• _Work instructions_
Write out each line exactly as given. Leave the pictures out of your copy.

_ _ _

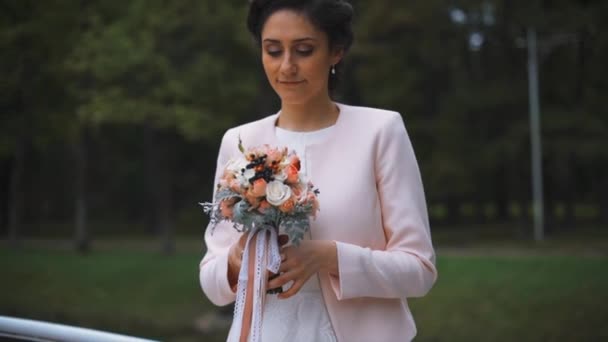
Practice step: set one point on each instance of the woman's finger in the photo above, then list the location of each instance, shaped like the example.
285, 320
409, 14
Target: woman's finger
281, 280
283, 239
297, 285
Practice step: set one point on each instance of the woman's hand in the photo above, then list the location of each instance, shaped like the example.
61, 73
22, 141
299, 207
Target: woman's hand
300, 263
235, 257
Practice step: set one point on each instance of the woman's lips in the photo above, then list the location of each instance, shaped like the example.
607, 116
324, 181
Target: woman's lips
289, 83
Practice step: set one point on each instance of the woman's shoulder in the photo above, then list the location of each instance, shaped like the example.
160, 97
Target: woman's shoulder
370, 117
250, 129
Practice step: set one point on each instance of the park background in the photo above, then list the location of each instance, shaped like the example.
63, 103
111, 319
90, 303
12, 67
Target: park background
111, 114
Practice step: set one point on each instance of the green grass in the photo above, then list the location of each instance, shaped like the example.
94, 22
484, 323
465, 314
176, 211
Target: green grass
512, 297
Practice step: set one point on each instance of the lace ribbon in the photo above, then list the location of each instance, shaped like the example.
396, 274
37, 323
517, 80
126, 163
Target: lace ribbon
251, 286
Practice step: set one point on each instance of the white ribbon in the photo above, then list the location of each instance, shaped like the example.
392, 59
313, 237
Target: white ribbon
271, 263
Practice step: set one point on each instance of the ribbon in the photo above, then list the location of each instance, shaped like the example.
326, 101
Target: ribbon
251, 286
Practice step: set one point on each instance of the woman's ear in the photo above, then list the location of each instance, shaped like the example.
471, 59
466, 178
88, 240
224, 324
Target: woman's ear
337, 55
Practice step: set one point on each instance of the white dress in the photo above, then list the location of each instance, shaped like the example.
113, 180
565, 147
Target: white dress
302, 317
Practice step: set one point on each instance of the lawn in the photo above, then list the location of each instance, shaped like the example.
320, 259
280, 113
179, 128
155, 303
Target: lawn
510, 297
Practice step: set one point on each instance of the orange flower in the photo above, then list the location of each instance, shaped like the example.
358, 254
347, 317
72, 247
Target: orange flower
274, 155
235, 186
288, 205
292, 173
294, 161
259, 188
253, 200
226, 207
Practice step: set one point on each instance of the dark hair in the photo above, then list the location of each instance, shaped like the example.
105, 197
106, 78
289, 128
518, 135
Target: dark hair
334, 17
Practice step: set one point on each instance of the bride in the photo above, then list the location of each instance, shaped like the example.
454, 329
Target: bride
370, 247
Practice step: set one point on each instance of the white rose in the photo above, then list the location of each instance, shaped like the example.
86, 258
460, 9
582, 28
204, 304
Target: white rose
277, 193
236, 166
281, 176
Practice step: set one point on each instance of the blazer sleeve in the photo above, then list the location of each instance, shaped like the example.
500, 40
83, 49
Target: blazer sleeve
213, 269
406, 268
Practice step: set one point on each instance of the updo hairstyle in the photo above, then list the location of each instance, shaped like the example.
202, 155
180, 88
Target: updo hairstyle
334, 17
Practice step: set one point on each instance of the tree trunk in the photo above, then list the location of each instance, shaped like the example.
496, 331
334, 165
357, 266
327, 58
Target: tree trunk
81, 236
164, 197
151, 176
159, 189
15, 200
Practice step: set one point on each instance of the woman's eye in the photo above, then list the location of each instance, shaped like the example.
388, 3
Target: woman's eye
274, 53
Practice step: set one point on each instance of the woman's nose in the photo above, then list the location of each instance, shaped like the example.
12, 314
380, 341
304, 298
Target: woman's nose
288, 65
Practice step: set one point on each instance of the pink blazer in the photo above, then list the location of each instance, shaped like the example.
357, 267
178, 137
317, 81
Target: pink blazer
372, 204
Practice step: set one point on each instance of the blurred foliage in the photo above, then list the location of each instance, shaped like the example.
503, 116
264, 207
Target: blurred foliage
188, 70
514, 295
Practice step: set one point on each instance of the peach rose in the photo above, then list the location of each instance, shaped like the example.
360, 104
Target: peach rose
263, 206
288, 205
235, 185
274, 155
259, 188
292, 173
254, 201
226, 207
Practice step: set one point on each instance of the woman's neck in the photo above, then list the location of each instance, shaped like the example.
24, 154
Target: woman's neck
311, 116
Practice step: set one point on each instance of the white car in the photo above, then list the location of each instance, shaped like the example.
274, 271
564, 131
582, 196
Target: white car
18, 329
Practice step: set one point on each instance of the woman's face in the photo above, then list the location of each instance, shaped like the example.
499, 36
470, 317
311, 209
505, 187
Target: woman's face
296, 57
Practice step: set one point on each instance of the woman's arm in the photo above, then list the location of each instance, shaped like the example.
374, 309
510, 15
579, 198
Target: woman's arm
406, 267
215, 273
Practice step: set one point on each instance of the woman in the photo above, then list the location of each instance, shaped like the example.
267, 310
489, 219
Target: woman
370, 247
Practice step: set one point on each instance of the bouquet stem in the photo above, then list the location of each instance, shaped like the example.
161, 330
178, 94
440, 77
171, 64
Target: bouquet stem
276, 290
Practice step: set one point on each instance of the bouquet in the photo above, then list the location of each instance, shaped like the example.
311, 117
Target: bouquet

_ _ _

• _The solution_
Practice step: set one point on each instance of the woman's finger in the photo above, then list the location of each instance, shaped like the example.
285, 320
409, 14
Target: woman's finger
281, 280
283, 239
297, 285
Practice step: set one point on each instance of the woman's hand in the photo above, then list the location of each instance, shaped like the example.
61, 73
22, 141
299, 207
Target: woman's hand
300, 263
235, 257
Practice step: set one point on each instance of the woman's lips in the photo above, then list the location of each instance, shaped like the example.
607, 116
324, 181
Target: woman's lips
289, 83
Practice step: set one point on each instance of the woman's shoulder in the photo above, then list the location of each instance, shaped like the example.
160, 97
Target: woman's shoulder
370, 117
250, 129
Practice step: set one point on each instance of the park background in the photo above, then list the location of each instance, shaped like the example.
63, 103
111, 319
90, 303
12, 67
Target: park background
111, 114
Practice step: set one point on each instance of the green grass in the photo above, then list the location of each instance, shaped like the example.
94, 22
484, 323
465, 314
176, 211
Target: green grass
512, 297
Practice step: set one point on each instance of the lace ribbon in the photo above, then list the location of each instance, shaped like the example.
396, 274
37, 323
517, 80
126, 163
Target: lace ribbon
251, 286
Practice step: set one point on each instance of the white ribbon in the photo above, then list the location of each instance, shaped like the example.
392, 59
313, 237
Target: white ribbon
271, 263
Practice step: set one point on each instance of the ribbon in the photo above, then list the location of each instance, shaped like the example.
326, 101
Target: ribbon
251, 286
Practice step: set one point on each instance of the woman's ear in the photo above, then list the location of each instance, shaped like the example.
471, 59
466, 178
88, 240
224, 324
Target: woman's ear
337, 55
Practice step: set one point on each instance of the white dress in the photo above, then list the location of each instance, shaped like the example.
113, 180
565, 147
Target: white dress
302, 317
Practice step: set one point on each instance of the lawn in the photo above, then list the location of each instance, shaped like the example.
320, 259
280, 113
179, 128
155, 303
Target: lawn
510, 297
Practice step: set one point on each instance of the orange flower in the photo above, then list the location of each instance, shaped like the example.
358, 254
347, 317
72, 247
Target: orange flower
274, 155
235, 186
288, 205
292, 173
294, 161
259, 188
253, 200
226, 207
Practice step: set one point on each instance of the dark hair in the photo above, then list the location of each instance, shaped like the example.
105, 197
106, 78
289, 128
518, 135
Target: dark hair
334, 17
Practice step: set one point on each instance of the bride in the photo above, then list the location of each instance, shaped like the example.
454, 329
Target: bride
370, 247
Practice step: set one point on each instance of the white rose in the photo above, then list the location of each instance, shaped like the example.
86, 258
460, 9
582, 28
204, 304
Target: white rose
277, 193
236, 166
281, 176
Practice step: set one point on each instance of the blazer sleeve in the photo above, then list the location of each instance, shaped like the example.
500, 40
83, 49
Target: blazer sleeve
213, 269
406, 268
Practice step: set one point on each instance of the updo hairstyle in the photo above, then list the location of each instance, shaped like the example.
202, 155
180, 88
Target: updo hairstyle
334, 17
Practice step: set one point on each instance of the tree trunk in the photo above, then list the location of each instance, shaped like the example.
496, 331
334, 165
357, 266
327, 58
Target: tree trunk
81, 236
164, 197
151, 176
159, 189
15, 200
Practice step: set one point on each instance of the woman's eye in the photo above, then list the location of each instance, shaped like the example.
388, 3
Target: woman's eye
274, 53
Practice step: set one point on each instance of the woman's nose in the photo above, then list the location of each instance, shaped like the example.
12, 314
380, 341
304, 298
Target: woman's nose
288, 65
Practice step: set one point on each instance of the pink blazer in the photo above, then list the location of each instance, shaped like the example.
357, 267
178, 137
317, 81
Target: pink blazer
372, 204
Practice step: set one point on each instance of the blurred foliage in the photo above, then list the location of each instance, shaped like the example.
503, 116
264, 207
Target: blurred foliage
188, 70
514, 295
Practice step: set one point on each instance of the peach rose in the photo above, then list the location of each instance, shaped like the example.
360, 104
Target: peach rose
263, 206
288, 205
235, 185
274, 155
259, 188
292, 173
254, 201
226, 207
Practice step: set one point on each instance of the woman's neck in the photo above, then list the location of each instance, shaped like the example.
24, 154
Target: woman's neck
311, 116
Practice step: set one point on each instance of the white car in the photo above, then list the location of each instance, shaped like the example.
274, 271
564, 131
582, 196
Target: white car
18, 329
Practice step: set one point on each instance of the woman's face in the photo above, then list the location of each instance, shaped like the example.
499, 36
470, 317
311, 209
505, 187
Target: woman's face
296, 57
Practice step: set one point on each instance of the woman's arm in the photo above, then list the location of each instance, shaped like the example.
374, 309
510, 15
579, 198
Target: woman's arm
406, 267
215, 273
Practice step: set one point on each instance of the woman in the photo above, then list the location of each instance, shaped like the example.
267, 310
489, 219
Target: woman
370, 247
Practice step: set one point on each instance of the bouquet stem in the photo above, then list the location of each instance, shaped like the example.
161, 330
178, 94
440, 77
171, 64
Target: bouquet stem
276, 290
Practice step: set one point on each instance of the bouquet in the photo above, then list the location of each instance, shaped like the example.
311, 117
Target: bouquet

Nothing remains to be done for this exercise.